DATA EXCERPTS -

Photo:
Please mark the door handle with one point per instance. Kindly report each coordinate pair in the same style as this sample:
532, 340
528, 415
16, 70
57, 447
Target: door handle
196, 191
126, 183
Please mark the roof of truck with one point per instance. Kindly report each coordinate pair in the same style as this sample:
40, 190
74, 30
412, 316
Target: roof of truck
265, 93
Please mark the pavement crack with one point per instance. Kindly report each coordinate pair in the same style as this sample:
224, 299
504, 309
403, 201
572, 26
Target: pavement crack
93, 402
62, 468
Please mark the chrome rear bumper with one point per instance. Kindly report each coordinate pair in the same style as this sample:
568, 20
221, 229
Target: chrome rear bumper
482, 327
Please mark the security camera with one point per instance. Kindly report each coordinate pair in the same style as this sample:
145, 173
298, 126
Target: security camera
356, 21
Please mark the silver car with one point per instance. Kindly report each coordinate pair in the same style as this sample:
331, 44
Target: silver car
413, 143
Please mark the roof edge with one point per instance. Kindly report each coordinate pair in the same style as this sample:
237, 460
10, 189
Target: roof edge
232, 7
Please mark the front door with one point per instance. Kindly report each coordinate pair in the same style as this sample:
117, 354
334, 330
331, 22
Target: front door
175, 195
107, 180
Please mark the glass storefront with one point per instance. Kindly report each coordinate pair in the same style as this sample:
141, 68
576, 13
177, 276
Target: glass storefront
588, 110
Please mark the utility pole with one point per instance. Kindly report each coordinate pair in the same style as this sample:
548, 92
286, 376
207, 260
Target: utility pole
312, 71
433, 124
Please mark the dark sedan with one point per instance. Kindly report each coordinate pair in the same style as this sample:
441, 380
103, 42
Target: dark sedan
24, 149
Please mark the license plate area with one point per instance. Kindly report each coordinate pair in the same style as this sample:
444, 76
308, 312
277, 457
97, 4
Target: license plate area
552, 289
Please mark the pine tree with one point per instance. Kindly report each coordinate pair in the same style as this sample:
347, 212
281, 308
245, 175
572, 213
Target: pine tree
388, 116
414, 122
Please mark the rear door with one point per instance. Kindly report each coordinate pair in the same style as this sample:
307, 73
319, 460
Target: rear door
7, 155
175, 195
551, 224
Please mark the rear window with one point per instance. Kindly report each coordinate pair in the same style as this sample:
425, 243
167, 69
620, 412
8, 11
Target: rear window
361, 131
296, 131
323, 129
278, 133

WORK REQUEST -
Word for word, return the entire listing above.

SOLUTION TO THE EXERCISE -
Photo:
Please mark the door handle with one point per instance. Kindly report each coordinate pair in the same style as this sample:
532, 340
528, 415
16, 70
57, 447
Target: door handle
196, 191
126, 183
Please mark the roof of truck with one point per instance. Kindly report each coordinate pair in the same style as this sample:
40, 190
74, 30
412, 316
Target: roof of truck
265, 93
Please mark the pavement crack with one point per instance. Kindly report each coordinate pair in the same style as this sample:
224, 299
504, 309
403, 201
572, 26
Target: pavement crack
93, 402
62, 468
Please mark the chrome rear bumper with one point per instance. Kindly report each coordinate pair in the same style as this sample:
568, 20
221, 229
Target: chrome rear bumper
482, 327
Please mark the security camera with one point per instance. Kindly report each coordinate pair in the same style as this sample:
145, 173
298, 126
Target: security camera
356, 21
Please mark the silver car with one point per instance. Kindly report each coordinate pair in the same style as this sample:
331, 44
Target: silver car
413, 143
Please mark the roof edge with one point per instance. Kindly report each coordinate pair in the same style as this sample:
237, 460
10, 189
Target: roof edge
232, 7
Please mark the front door with one point per instance. Kindly report each coordinate pair in the same style as this sample:
117, 354
334, 330
331, 22
Target: front door
175, 195
107, 180
Please mark the glass storefront with one point per instance. Kindly report each coordinate pair in the same style as this sample:
141, 68
576, 13
177, 276
Target: glass storefront
588, 110
Please mark the utility pole with one point per instance. Kindly report each coordinate pair in the same style as this sample:
548, 92
286, 376
207, 260
Target: utility pole
312, 71
433, 124
Please mark the dark sedan with one point per instance. Kindly report each coordinate pair in the same style as this sample:
441, 380
103, 42
Target: dark sedan
24, 149
Please mark the license plate area with one point per instance. Kindly report each coordinate pair in the same style as this sample:
444, 76
308, 312
277, 457
97, 4
Target: license plate area
552, 289
Please mark the pine tree with one point per instance. Kindly report each coordinate pair in the same style as this sample:
347, 212
281, 308
245, 175
572, 213
Target: pine tree
388, 116
414, 122
Please mark the rear door with one point per instance. Kindly report each coordinate pair in the same style as this sample:
307, 73
319, 460
Target: rear door
7, 155
175, 195
551, 224
Please mark the rear window with one point per instance. Kindly report each coordinate pair in the same style as this sample:
425, 243
167, 69
620, 412
8, 11
Target: rear window
361, 131
296, 131
323, 129
278, 133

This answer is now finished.